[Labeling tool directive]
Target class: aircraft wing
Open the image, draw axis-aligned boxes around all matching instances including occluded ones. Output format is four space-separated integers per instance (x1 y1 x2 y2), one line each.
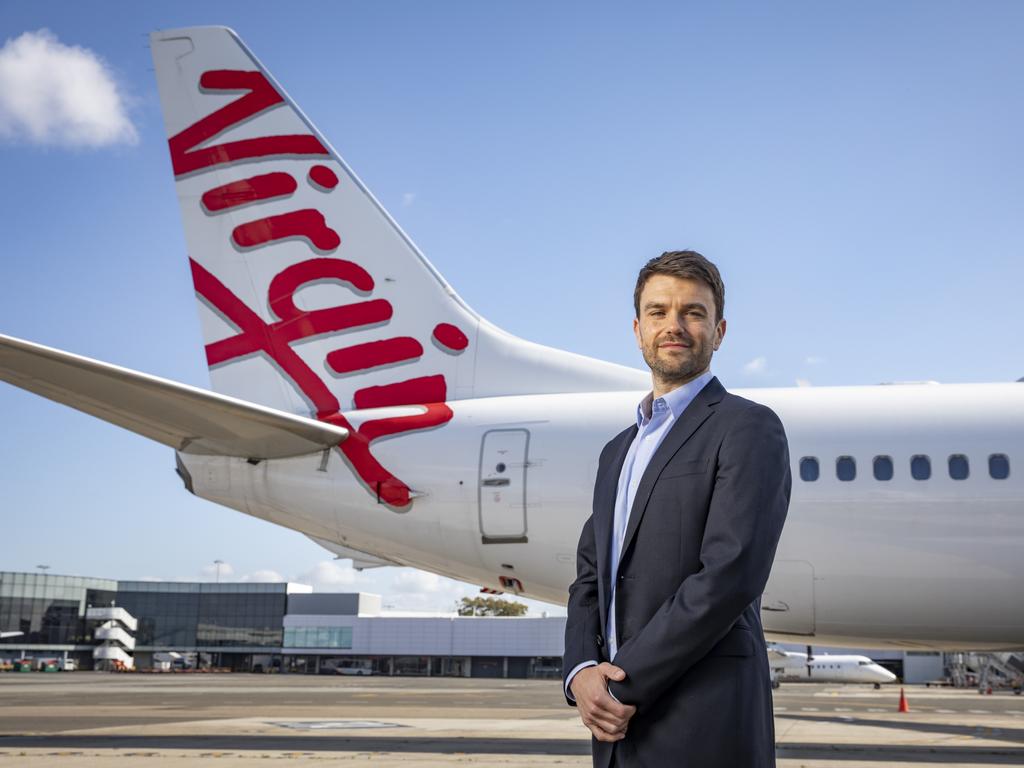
306 534 402 570
0 334 348 459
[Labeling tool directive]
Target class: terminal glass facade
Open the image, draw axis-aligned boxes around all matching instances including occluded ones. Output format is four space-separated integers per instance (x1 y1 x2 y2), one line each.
0 571 117 647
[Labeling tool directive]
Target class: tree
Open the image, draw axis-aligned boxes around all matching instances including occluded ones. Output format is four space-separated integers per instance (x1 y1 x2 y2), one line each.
456 597 526 616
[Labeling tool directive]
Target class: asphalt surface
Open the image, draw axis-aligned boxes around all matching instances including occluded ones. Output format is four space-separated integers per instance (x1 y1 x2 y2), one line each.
0 672 1024 768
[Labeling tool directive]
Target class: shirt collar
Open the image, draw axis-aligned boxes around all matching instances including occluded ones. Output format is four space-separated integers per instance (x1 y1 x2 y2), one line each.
637 369 714 428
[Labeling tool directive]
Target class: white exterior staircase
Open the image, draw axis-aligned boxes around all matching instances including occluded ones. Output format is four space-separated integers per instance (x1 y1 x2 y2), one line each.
85 606 138 670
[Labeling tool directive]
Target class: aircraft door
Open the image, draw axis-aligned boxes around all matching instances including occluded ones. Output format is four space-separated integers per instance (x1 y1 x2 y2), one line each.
761 560 814 635
478 429 529 544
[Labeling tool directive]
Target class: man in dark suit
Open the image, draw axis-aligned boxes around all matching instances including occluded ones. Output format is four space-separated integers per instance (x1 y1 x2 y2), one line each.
563 251 791 768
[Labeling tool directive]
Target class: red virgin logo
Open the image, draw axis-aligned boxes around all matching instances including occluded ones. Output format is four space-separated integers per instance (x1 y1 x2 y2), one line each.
169 70 469 508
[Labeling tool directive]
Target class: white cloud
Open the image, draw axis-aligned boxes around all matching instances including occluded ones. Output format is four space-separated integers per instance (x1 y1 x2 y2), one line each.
0 30 138 146
296 560 359 592
743 356 768 376
197 562 234 582
391 568 443 595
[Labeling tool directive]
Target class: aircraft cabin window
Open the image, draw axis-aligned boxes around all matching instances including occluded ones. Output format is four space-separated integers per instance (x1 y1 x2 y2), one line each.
836 456 857 481
800 456 818 482
873 456 893 480
988 454 1010 480
910 456 932 480
949 454 970 480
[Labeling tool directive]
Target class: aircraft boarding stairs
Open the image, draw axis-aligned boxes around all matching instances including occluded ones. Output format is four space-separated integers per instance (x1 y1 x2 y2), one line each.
85 606 138 670
949 651 1024 693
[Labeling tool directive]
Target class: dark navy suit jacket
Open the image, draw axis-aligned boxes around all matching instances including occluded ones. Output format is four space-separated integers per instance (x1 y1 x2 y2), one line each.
563 378 791 768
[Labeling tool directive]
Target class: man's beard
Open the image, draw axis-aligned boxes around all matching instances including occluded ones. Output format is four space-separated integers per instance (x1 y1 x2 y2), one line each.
643 340 713 384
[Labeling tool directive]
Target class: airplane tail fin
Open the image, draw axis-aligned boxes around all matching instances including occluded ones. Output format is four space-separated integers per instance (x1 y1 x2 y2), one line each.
151 28 646 428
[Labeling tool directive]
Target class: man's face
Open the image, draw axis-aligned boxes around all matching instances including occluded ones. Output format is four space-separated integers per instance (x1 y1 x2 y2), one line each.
633 274 725 394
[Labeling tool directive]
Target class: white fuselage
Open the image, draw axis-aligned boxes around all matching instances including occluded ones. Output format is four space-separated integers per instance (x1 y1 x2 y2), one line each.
181 383 1024 649
769 651 896 683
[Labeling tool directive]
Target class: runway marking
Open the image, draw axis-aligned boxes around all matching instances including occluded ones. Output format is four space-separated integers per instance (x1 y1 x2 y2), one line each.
269 720 409 730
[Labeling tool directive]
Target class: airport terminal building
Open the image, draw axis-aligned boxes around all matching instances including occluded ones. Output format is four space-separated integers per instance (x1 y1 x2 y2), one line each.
0 571 944 682
0 571 565 678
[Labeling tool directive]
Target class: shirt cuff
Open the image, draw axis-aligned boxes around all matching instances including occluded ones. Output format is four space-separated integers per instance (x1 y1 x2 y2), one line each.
565 660 597 701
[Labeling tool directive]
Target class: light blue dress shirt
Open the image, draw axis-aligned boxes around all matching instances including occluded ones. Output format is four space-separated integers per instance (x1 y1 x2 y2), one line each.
565 371 714 700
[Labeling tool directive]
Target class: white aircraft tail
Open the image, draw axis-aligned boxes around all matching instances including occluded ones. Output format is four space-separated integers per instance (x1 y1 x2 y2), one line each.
151 27 647 505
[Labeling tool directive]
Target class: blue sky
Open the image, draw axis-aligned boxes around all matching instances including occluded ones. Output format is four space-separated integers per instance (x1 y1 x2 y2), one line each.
0 0 1024 608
———
Given request ▸ Add 31 to each bounding-box coordinate in the answers, and copy every line from the start of the items through the line holding "0 334 348 459", inclusive, with the new values. Leave the picture out.

Complete output ▸
[Labeling tool directive]
Target class: aircraft wing
Open the image, draw axis-aligned boxes around all matching instances including occluded ones. Output format is four space-separated integers per instance (x1 y1 x2 y2), one line each.
337 565 433 601
31 365 379 490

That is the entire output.